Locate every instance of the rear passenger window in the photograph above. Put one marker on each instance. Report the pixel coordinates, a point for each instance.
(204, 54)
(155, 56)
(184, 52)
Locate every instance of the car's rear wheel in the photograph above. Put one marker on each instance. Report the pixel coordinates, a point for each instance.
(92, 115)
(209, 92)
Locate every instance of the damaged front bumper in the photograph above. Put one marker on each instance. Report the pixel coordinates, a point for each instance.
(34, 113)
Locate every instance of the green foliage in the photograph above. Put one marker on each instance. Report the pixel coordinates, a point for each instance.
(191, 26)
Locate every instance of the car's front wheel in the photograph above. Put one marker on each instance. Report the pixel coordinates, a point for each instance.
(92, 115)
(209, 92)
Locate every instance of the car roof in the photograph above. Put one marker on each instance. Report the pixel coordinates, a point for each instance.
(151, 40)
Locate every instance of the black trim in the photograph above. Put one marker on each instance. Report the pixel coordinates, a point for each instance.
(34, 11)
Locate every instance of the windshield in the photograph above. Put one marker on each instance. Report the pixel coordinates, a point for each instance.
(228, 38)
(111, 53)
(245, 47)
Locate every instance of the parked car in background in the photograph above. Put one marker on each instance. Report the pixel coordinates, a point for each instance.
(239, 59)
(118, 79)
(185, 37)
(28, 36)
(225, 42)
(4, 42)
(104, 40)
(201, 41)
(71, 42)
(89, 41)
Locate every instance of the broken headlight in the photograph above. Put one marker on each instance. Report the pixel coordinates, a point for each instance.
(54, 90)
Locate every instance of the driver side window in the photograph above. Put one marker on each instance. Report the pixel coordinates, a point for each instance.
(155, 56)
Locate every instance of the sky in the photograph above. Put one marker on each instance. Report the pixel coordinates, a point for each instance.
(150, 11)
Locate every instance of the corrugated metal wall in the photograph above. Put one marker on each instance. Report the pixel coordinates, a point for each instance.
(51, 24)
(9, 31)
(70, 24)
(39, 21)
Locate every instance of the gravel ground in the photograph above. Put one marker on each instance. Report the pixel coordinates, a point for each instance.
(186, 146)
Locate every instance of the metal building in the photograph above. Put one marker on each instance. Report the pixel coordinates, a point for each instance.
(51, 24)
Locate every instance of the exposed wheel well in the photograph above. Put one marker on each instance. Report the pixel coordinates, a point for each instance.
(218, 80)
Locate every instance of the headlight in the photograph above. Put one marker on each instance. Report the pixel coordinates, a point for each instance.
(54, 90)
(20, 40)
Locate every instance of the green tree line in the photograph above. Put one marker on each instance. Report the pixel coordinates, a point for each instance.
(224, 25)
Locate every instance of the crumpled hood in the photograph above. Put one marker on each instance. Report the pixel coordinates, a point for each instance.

•••••

Brief
Would you set down the full listing exactly as it reads?

Task answer
Locate every instance of the rear passenger window in the photograph above. Put one marker on each instance. Report the pixel coordinates, a point for each instance.
(204, 54)
(155, 56)
(184, 52)
Locate every instance of the car's rear wheel in the photograph above. Put one marker on each instance. Report the pixel coordinates, a point for each instance.
(92, 115)
(209, 92)
Locate every instance of the damaged front bumper in the photograph above. Put one marker on each instance. Report the pixel coordinates, a point for each instance.
(34, 113)
Locate every instance of the green foliage in the photograph above. Put one marker on each instance. Report the pixel coordinates, a point for each instance.
(191, 26)
Locate every instance of the car's front wheel in the photograph above. Put one marker on each instance. Report the pixel coordinates, a point for each instance.
(92, 115)
(209, 92)
Locate every instance of the car roof in the photograph above. Put one marker on each instance. Report the pixel coordinates, a point for each instance.
(151, 40)
Locate every instance of the black trim in the photograph above. Put one marker on each instance. Report the pixel coordinates, a point for each instance.
(34, 11)
Locate every instance of the windshield in the photograph above. Put one marker on each instance. Report the pixel coordinates, a point for each instance.
(228, 38)
(111, 53)
(245, 47)
Locate every instance of the parked car in background in the photograph above. Put one marker on each instance. Report the pixel coordinates, a point for each instance.
(239, 59)
(118, 79)
(185, 37)
(28, 36)
(225, 42)
(4, 42)
(104, 40)
(201, 41)
(71, 42)
(89, 41)
Locate every instance of the broken headlight in the photograph above. Put one marker on each instance. Report the pixel coordinates, a point for each instance.
(54, 90)
Locate every instance of the driver side window in the photograph above. Put one marker on each instance. Report the pixel coordinates, a point for each instance.
(155, 56)
Locate every instance of the sky in the photograph above. Put one marker on each instance. Report the pixel coordinates, a point for each instance.
(150, 11)
Locate every instance of the corrugated metal wall in the photograph above. Put one marker on each instance. Report the pixel coordinates, a point for each instance.
(51, 24)
(9, 31)
(70, 24)
(39, 21)
Locate every instance of the gravel ground in the photograph above. Put one marker on each instance. Report the pixel coordinates, a point for each instance.
(186, 146)
Locate every instance of the metal building in the photograph above. Put one marker on each instance. Report the pixel coordinates, a point for each instance.
(51, 24)
Locate every instance of the exposed wheel well in the photograph above. Put one marker on each instance. Report the pixel coordinates, a point for each instance.
(218, 80)
Locate every instance of the headlight in the photograph above. Put one marker on each instance. Report the pixel coordinates, a point for each instance.
(54, 90)
(20, 40)
Locate every instance of the green tree line in the photograph above. Put one marker on each instance. Report the pixel coordinates, a point for each instance.
(224, 25)
Locate every instance of the crumpled hood in the photograph above. Put one marker on each instance. Report the pixel coordinates, a point for each instance.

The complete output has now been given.